→ **Record set**
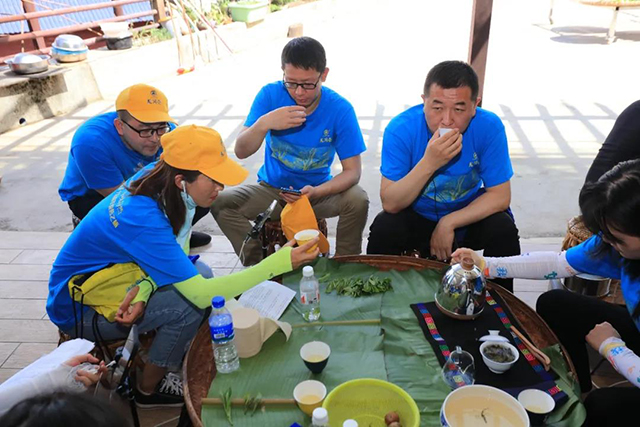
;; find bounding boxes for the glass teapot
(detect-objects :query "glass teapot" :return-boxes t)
[436,258,487,320]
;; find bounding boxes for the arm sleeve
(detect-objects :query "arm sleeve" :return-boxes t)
[380,127,411,181]
[476,117,513,187]
[244,86,273,127]
[335,101,367,160]
[0,364,86,417]
[484,251,579,280]
[599,337,640,387]
[174,247,292,309]
[71,135,125,190]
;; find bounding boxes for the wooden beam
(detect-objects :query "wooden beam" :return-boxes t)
[21,0,47,50]
[468,0,493,105]
[0,0,147,24]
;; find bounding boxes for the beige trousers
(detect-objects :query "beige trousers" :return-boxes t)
[211,183,369,265]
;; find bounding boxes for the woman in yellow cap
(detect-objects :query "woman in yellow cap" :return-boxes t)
[47,125,318,407]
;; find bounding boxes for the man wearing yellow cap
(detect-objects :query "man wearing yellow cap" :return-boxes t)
[47,125,319,407]
[58,84,211,246]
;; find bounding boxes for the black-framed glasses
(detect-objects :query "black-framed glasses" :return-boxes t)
[282,73,322,90]
[122,120,171,138]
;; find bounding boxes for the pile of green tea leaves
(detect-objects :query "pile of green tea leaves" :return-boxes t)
[326,275,393,298]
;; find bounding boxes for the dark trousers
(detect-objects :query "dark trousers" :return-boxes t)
[536,289,640,392]
[69,190,209,224]
[367,208,520,292]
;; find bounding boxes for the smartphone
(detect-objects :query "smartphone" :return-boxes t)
[280,187,302,196]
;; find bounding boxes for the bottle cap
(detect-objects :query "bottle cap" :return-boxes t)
[479,329,509,342]
[312,408,329,425]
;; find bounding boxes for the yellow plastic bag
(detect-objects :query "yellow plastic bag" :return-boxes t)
[69,262,147,322]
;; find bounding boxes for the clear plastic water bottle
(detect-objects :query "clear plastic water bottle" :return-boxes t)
[300,265,320,322]
[311,408,329,427]
[209,296,240,374]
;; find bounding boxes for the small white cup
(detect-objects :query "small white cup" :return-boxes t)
[480,341,520,374]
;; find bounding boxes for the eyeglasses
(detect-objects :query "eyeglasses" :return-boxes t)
[282,73,322,90]
[122,120,171,138]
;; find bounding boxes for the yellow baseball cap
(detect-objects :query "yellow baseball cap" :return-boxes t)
[160,125,249,185]
[116,84,178,123]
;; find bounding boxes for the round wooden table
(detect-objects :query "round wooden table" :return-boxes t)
[182,255,576,427]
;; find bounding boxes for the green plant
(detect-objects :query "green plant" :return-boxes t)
[205,0,231,24]
[133,24,172,46]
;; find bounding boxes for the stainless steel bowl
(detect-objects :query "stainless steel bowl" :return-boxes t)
[52,34,87,52]
[435,261,487,320]
[6,53,50,74]
[51,47,88,62]
[562,274,611,298]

→ **Task instructions**
Could you repeat the listing from its start up to and including the line with "[211,183,369,265]", keeping every line, and scale each bounding-box coordinate by 1.85, rounding to whole numbers with halves going up? Leave the picture out of your answer.

→ **Output below**
;; find bounding boxes for the glass teapot
(detect-objects :query "glass teapot" :return-boxes t)
[807,477,901,592]
;; find bounding boxes for the arm sleeve
(detect-objects :query "arm sleeve" :return-boxes t)
[703,235,760,335]
[881,216,949,346]
[451,159,505,235]
[620,187,679,296]
[0,673,159,771]
[895,464,1071,518]
[1108,623,1184,716]
[322,457,540,572]
[131,250,231,352]
;; find bounding boxes for the wooden beam
(detect-objects :query "wooden beam" :return-boxes t)
[39,0,87,93]
[866,0,912,194]
[0,0,272,44]
;; find bounding boxes for the beige trousers
(detect-objects :query "beige trousers" :return-boxes t)
[390,339,683,490]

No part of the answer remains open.